Required work:
Take the line that contains "the capybara in" as the first line and the final line of the records as the last; return exactly those lines and the lines between.
··· Provided entries ···
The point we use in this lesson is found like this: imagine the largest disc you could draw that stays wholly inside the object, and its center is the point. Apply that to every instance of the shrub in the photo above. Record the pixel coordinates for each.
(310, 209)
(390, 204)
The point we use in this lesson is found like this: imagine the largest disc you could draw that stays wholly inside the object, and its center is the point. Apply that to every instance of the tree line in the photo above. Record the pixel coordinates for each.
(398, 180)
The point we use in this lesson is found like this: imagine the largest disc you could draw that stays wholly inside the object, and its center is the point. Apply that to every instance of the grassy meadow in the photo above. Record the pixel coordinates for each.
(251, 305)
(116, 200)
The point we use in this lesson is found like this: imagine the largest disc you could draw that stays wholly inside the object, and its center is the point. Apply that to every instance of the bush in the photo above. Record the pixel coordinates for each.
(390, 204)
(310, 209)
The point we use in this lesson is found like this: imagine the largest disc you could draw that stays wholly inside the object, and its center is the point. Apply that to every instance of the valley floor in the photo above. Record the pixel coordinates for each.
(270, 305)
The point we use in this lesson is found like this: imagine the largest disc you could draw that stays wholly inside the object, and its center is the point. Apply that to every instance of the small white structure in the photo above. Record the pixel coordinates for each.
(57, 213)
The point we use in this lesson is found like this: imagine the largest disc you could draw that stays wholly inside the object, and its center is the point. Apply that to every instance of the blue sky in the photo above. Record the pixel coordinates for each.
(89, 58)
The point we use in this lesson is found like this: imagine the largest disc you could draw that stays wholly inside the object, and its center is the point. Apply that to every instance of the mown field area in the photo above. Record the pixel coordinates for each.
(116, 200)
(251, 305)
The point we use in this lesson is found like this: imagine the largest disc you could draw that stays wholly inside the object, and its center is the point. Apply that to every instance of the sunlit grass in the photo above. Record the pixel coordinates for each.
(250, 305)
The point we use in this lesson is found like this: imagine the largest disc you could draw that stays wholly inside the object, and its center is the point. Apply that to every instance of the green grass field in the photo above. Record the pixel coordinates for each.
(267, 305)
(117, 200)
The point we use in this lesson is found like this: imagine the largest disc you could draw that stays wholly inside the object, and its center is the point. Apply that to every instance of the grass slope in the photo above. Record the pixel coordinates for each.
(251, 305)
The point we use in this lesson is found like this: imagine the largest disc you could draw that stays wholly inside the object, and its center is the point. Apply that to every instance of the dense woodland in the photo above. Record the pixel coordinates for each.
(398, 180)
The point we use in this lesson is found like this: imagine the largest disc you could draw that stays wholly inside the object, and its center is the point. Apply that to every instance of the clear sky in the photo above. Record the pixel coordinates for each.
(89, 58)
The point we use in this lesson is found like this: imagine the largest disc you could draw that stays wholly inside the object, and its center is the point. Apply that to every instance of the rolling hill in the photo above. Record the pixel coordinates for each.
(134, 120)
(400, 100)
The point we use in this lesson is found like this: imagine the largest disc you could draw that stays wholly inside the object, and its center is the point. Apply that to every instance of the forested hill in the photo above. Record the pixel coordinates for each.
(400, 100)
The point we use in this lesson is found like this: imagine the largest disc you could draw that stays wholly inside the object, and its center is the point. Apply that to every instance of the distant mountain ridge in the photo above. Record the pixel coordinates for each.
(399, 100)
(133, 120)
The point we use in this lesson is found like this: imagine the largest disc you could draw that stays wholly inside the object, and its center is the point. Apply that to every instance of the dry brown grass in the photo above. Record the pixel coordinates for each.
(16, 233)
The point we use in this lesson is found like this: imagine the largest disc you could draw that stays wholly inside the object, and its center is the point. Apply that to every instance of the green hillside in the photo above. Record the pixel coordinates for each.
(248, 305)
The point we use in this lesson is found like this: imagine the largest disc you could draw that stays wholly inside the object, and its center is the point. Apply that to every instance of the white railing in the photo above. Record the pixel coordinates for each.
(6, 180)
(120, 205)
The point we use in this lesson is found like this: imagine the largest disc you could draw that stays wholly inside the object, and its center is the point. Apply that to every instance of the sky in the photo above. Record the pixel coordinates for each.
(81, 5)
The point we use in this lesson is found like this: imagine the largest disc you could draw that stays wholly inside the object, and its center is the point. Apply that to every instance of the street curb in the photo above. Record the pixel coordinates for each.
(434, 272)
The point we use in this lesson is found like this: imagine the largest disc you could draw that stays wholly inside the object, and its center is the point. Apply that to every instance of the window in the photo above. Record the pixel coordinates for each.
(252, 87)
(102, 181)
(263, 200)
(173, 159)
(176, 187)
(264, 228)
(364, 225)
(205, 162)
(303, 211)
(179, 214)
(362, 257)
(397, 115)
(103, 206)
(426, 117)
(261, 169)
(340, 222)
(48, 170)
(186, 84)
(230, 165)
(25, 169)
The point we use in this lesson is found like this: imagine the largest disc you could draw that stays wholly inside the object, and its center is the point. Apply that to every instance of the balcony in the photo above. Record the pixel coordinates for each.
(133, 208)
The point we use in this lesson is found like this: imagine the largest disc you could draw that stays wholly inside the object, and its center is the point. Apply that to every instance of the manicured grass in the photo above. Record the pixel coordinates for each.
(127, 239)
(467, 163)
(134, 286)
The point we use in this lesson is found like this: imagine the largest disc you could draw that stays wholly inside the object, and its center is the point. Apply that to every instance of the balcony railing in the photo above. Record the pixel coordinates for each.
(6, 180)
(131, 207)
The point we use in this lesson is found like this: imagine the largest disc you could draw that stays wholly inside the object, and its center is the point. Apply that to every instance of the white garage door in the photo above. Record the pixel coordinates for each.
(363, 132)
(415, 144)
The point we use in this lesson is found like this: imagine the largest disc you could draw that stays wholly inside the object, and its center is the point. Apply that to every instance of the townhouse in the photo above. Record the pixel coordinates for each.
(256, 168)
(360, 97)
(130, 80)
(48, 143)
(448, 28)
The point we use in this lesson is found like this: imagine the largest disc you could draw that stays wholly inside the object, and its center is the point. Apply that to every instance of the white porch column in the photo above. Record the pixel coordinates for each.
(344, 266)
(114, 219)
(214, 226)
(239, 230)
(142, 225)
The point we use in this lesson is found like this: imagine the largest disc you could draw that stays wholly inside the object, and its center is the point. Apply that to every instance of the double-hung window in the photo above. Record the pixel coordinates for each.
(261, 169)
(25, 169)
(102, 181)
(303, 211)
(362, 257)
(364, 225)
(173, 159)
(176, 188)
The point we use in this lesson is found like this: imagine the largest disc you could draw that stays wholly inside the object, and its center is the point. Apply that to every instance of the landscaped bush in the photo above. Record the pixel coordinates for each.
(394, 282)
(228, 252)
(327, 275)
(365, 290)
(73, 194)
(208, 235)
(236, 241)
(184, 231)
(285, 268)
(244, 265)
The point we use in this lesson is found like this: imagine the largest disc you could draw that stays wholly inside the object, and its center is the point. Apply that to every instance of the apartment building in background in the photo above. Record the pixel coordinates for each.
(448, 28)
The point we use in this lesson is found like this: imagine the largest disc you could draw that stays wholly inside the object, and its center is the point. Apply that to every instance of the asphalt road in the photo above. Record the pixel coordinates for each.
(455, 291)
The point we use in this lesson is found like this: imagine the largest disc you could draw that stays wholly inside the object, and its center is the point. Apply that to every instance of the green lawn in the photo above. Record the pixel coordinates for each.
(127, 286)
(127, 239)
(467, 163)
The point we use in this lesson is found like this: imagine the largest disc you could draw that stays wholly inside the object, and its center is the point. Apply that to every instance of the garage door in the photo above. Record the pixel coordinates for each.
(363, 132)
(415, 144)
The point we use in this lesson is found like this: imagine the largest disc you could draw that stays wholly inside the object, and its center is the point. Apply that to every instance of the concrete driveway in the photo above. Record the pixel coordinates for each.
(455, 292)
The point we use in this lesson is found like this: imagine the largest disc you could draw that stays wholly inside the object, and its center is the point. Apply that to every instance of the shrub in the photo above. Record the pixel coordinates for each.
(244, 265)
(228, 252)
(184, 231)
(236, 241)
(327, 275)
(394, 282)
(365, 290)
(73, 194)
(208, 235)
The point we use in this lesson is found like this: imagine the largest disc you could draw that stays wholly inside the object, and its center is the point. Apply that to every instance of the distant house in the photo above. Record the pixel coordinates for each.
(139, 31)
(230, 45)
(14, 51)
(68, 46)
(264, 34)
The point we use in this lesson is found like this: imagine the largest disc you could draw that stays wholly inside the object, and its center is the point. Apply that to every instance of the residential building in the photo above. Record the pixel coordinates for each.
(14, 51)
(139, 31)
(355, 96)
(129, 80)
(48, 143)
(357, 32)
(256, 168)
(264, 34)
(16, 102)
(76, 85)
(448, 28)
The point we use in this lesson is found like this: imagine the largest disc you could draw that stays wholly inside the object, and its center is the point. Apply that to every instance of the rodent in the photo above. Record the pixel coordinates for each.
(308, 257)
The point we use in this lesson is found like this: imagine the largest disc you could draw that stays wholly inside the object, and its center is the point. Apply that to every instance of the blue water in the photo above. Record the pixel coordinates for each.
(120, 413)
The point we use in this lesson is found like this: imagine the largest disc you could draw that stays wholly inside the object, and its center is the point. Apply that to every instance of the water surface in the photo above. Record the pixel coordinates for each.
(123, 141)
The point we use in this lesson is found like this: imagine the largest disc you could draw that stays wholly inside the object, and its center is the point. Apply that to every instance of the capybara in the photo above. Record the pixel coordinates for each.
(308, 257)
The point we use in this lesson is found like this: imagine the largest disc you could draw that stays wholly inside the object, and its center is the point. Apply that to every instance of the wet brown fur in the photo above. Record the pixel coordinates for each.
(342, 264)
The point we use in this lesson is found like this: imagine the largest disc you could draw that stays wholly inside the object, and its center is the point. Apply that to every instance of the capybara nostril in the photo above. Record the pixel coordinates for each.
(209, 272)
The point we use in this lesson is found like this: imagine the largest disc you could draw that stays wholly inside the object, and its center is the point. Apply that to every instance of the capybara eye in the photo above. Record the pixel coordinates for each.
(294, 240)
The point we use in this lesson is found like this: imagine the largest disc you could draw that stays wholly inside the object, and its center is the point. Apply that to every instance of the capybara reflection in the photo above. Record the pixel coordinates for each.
···
Finished answer:
The point we use in this lesson is found like this: imagine the largest disc you could draw that stays wholly inside the object, and its center is the point. Apply that to every instance of the capybara in the photo above. Record the pixel coordinates for each.
(308, 257)
The point we use in this lesson is found like this: imagine the largest disc you could draw that stays wholly inside the object, and its center is the point. Apply that to every instance of the wet brown fur in the photo above. Record the pixel coordinates for each.
(342, 264)
The point we use in this lesson is found like this: imagine the largest disc you could draw that stays wholly inside the object, and its center is the point. Apply that to every instance of the capybara nostril in the photo above. Record the pixel coordinates for each.
(209, 272)
The point we use in this lesson is found like this: imagine the largest disc you could draw that stays wholly inside the object, and its center is the point. Apply that to every instance of the capybara eye in the photo above. Record the pixel coordinates for each.
(294, 240)
The point we use in this lesson is found like this: imagine the largest disc you could draw that stays wholly inside the object, and its center is the point. Apply that to every instance of the capybara reflection in the photo above. Record the pixel coordinates for each.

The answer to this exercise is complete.